#### [GIVEN ENTRIES]

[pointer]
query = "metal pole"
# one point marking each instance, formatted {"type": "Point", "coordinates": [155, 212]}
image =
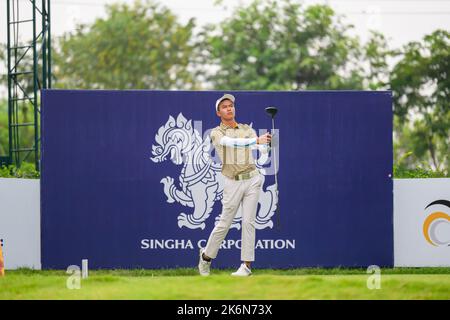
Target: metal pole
{"type": "Point", "coordinates": [9, 82]}
{"type": "Point", "coordinates": [49, 71]}
{"type": "Point", "coordinates": [44, 47]}
{"type": "Point", "coordinates": [35, 88]}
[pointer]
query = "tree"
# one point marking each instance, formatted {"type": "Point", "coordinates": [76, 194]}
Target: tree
{"type": "Point", "coordinates": [271, 45]}
{"type": "Point", "coordinates": [421, 92]}
{"type": "Point", "coordinates": [135, 47]}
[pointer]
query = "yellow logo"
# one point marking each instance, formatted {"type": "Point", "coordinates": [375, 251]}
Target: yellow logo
{"type": "Point", "coordinates": [432, 222]}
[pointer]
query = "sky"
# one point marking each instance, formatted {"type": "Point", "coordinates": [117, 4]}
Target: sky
{"type": "Point", "coordinates": [401, 21]}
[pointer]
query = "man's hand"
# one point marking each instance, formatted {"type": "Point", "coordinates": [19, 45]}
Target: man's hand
{"type": "Point", "coordinates": [264, 139]}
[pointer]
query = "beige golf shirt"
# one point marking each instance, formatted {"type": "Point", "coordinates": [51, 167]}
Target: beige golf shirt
{"type": "Point", "coordinates": [235, 160]}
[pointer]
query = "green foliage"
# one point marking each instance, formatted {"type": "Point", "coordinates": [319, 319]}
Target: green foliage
{"type": "Point", "coordinates": [139, 46]}
{"type": "Point", "coordinates": [26, 170]}
{"type": "Point", "coordinates": [421, 92]}
{"type": "Point", "coordinates": [270, 45]}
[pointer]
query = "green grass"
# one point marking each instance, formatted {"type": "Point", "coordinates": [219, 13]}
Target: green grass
{"type": "Point", "coordinates": [310, 283]}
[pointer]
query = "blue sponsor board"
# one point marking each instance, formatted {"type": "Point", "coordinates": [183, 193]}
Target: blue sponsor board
{"type": "Point", "coordinates": [130, 179]}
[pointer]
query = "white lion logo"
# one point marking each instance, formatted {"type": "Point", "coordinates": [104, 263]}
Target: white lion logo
{"type": "Point", "coordinates": [201, 180]}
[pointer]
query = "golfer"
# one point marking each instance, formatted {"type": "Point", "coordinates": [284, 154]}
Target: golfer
{"type": "Point", "coordinates": [234, 143]}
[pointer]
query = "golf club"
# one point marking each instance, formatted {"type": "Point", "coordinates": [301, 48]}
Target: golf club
{"type": "Point", "coordinates": [272, 111]}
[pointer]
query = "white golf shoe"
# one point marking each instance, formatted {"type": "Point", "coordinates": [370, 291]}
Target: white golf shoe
{"type": "Point", "coordinates": [204, 267]}
{"type": "Point", "coordinates": [243, 271]}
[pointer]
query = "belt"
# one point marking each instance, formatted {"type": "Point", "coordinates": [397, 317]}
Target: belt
{"type": "Point", "coordinates": [245, 176]}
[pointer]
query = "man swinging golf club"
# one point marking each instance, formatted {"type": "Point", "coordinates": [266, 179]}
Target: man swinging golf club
{"type": "Point", "coordinates": [242, 183]}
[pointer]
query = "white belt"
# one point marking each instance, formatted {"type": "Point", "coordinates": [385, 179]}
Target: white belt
{"type": "Point", "coordinates": [245, 176]}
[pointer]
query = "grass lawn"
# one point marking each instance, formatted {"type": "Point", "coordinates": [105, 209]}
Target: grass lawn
{"type": "Point", "coordinates": [310, 283]}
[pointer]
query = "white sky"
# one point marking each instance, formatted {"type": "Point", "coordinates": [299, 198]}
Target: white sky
{"type": "Point", "coordinates": [400, 21]}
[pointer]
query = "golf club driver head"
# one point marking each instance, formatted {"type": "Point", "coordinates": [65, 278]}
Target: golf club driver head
{"type": "Point", "coordinates": [272, 111]}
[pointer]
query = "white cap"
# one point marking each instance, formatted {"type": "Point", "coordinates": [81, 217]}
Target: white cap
{"type": "Point", "coordinates": [224, 97]}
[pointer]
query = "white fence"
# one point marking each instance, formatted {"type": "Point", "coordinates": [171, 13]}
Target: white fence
{"type": "Point", "coordinates": [421, 222]}
{"type": "Point", "coordinates": [20, 223]}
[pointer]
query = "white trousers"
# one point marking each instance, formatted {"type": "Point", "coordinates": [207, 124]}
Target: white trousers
{"type": "Point", "coordinates": [236, 192]}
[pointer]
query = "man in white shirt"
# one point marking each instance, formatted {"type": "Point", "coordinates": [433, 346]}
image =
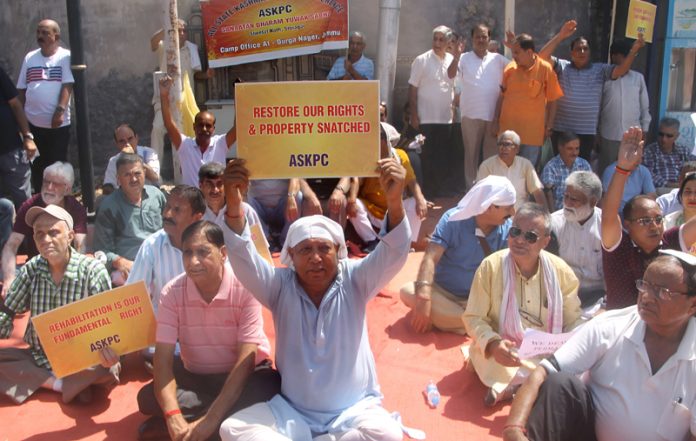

#### [PROBLEM STATEMENT]
Filter the rows above, copying every line that contains the string "trousers" and leaving out all other lines. Matches must respect case.

#### [OUTPUT OF THE EXERCISE]
query = "white trousers"
Target: white trousers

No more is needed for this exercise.